> Saved entries:
────────────────────────────────────────
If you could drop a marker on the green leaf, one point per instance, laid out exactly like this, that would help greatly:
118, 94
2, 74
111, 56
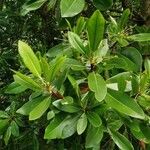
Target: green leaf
46, 70
29, 58
7, 135
27, 7
82, 124
70, 8
26, 81
98, 85
70, 127
29, 106
122, 81
15, 88
74, 84
14, 128
76, 42
121, 141
141, 37
3, 125
124, 19
70, 108
40, 109
61, 127
103, 5
134, 55
124, 104
95, 28
94, 136
74, 64
94, 119
80, 25
59, 50
56, 66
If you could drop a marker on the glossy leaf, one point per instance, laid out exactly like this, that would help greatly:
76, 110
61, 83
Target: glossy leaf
26, 81
103, 5
124, 104
56, 66
74, 64
95, 28
134, 55
97, 85
121, 141
29, 58
82, 124
29, 106
40, 109
61, 127
76, 42
46, 69
70, 8
94, 119
94, 136
27, 7
80, 25
15, 88
70, 108
141, 37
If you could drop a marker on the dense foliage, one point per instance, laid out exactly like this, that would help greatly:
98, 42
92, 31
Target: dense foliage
75, 74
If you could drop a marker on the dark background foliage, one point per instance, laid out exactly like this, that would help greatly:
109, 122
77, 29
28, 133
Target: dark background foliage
43, 29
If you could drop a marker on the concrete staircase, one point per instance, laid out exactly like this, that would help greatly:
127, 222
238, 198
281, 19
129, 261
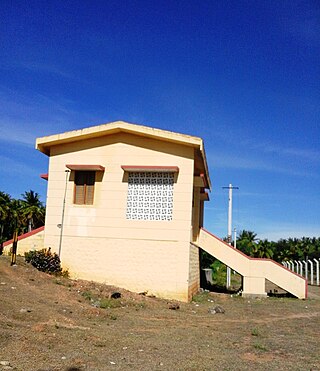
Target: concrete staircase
255, 271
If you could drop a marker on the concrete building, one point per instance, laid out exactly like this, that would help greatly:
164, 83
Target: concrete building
125, 206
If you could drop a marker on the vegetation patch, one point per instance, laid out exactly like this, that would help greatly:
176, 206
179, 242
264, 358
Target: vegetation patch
45, 261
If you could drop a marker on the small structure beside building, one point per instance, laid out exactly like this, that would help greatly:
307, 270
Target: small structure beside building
125, 206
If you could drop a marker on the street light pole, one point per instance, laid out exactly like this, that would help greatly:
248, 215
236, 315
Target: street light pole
230, 187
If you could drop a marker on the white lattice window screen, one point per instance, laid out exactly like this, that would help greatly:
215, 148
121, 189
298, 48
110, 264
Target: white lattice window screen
150, 196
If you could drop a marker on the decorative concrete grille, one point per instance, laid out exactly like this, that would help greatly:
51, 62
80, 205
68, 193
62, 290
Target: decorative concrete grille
150, 196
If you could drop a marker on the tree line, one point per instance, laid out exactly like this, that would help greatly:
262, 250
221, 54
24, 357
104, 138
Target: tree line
20, 215
284, 249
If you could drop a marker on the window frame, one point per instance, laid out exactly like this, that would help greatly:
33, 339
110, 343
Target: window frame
89, 176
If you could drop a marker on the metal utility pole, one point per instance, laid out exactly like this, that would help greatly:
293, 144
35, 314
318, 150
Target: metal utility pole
63, 208
229, 228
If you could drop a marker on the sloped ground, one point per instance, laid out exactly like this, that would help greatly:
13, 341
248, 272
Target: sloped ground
49, 323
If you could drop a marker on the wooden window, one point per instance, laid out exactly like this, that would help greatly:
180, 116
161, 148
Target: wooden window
84, 187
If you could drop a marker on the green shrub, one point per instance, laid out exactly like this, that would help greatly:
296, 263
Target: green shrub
44, 260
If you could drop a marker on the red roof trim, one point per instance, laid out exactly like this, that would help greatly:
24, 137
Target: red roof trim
168, 169
204, 196
25, 235
86, 167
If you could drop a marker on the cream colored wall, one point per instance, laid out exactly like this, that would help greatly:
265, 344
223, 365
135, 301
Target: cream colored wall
194, 269
33, 242
99, 243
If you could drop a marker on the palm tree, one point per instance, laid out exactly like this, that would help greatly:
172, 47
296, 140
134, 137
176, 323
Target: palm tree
33, 210
5, 201
263, 249
246, 242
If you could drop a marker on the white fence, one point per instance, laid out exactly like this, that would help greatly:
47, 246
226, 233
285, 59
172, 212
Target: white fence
307, 268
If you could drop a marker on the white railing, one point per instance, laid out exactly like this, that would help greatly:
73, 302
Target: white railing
309, 268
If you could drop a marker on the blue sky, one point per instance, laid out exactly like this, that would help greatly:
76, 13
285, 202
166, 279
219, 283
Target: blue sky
243, 75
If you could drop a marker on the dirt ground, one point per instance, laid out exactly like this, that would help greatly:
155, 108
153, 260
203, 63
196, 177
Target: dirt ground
49, 323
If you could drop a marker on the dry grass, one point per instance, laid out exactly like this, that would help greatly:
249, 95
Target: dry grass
49, 323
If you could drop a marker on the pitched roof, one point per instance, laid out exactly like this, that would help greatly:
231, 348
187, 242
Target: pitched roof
43, 144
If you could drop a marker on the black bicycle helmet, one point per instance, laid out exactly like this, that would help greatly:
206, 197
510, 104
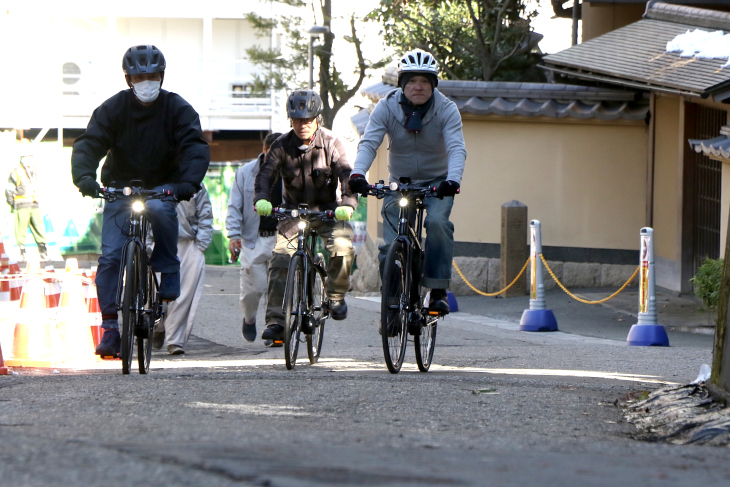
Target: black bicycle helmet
304, 104
143, 59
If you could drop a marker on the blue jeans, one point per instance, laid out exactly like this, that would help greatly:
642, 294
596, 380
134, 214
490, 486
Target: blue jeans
439, 246
163, 217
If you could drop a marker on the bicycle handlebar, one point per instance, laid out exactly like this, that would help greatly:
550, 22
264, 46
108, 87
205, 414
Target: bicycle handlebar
303, 213
380, 189
111, 194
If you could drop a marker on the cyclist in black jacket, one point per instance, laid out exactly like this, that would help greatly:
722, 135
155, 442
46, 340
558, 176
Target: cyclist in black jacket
146, 134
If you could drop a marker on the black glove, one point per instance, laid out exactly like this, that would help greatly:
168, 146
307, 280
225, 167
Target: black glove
447, 188
184, 191
89, 187
358, 183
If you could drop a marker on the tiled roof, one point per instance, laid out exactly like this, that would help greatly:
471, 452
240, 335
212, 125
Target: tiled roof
527, 99
718, 147
636, 55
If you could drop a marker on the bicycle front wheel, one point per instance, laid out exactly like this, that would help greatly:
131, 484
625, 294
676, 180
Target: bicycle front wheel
394, 307
318, 301
294, 306
130, 303
425, 340
144, 337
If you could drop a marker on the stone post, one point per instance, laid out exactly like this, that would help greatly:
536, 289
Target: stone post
513, 251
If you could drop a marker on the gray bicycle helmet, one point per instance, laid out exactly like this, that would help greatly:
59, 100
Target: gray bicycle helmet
418, 61
142, 60
304, 104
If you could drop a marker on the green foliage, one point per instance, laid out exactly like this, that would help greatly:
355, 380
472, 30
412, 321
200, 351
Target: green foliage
471, 39
707, 282
292, 72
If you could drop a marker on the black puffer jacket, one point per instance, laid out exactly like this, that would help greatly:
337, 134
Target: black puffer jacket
312, 176
158, 144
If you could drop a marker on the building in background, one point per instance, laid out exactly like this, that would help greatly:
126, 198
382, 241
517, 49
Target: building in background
63, 59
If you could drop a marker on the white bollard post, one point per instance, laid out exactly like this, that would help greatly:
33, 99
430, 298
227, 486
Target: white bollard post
537, 318
647, 332
537, 286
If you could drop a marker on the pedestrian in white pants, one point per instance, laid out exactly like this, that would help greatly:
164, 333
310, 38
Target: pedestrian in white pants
251, 237
195, 218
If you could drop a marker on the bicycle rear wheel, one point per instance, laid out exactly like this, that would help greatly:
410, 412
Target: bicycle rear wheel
318, 306
144, 337
294, 305
130, 304
425, 341
394, 307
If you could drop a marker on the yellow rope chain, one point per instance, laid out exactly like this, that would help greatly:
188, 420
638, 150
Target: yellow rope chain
490, 294
585, 301
554, 278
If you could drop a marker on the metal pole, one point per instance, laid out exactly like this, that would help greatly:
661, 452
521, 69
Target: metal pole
311, 62
537, 288
576, 7
647, 332
647, 298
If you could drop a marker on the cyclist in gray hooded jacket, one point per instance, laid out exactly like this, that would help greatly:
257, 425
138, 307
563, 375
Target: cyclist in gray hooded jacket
426, 144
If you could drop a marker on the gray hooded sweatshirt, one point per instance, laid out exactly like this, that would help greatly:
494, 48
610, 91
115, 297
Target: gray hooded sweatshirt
436, 152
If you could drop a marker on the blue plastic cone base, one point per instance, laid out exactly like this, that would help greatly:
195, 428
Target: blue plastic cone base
648, 336
451, 299
538, 320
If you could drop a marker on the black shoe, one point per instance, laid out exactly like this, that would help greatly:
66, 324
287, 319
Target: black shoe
338, 309
438, 302
42, 252
248, 330
273, 332
170, 286
158, 338
110, 344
────────────────────────────────────────
> Short problem:
Copy out, character for character, the lines from the one containing "If you could drop a marker on the white bollard" through the end of the records, including both of those lines.

> Exercise answer:
If you could drop a marker on the white bollard post, one point per instance, laid out exactly like this, that would help greatly:
33, 99
430, 298
227, 486
Target: white bollard post
537, 318
647, 332
537, 286
If you could drop a marker on the pedestrian in white pants, one point per instance, laid out exactly like this, that would help greatly:
164, 333
310, 38
Target: pedestrian in white pants
251, 237
195, 218
If you could drop a marker on the bicycle rear wheel, one point per instance, laid out exactly like this, that would help greatly:
410, 412
Target: bicycle rear wheel
318, 306
144, 337
294, 305
130, 304
425, 341
394, 307
If you could drop a marker on the yellow rope chain, one point per instance, laid out exactly like this, that would help greatly:
188, 420
638, 150
Target: yellow rope chain
490, 294
585, 301
554, 278
If you could drop a marker on the metal pole, one point per instance, laid out exactly like this, that would help greatly:
661, 452
521, 69
Target: metal pole
311, 62
537, 288
576, 7
647, 332
647, 298
If you could drop a marker on the cyclist in gray hooded jacket, one point per instance, laid out exactly like this, that would help greatly:
257, 425
138, 307
563, 375
Target: cyclist in gray hooded jacket
426, 144
If you could drop a marker on the gray hooded sweatshirt, one point per instance, laid out exactly like this, that would help greatly:
494, 48
610, 91
115, 297
Target: gray hooded sweatshirt
436, 152
If you could drop a marker on the blue plastic cone base, one point per instance, laid out exactly like this, that would help greatly:
195, 428
Target: blue plastic cone base
648, 336
451, 299
538, 320
If you could drop a marker on the black shoe, one point per instance, laid out exactly like this, that would help greatly:
66, 324
287, 319
Target: black shoe
338, 309
438, 302
42, 252
248, 330
273, 332
170, 286
158, 338
110, 344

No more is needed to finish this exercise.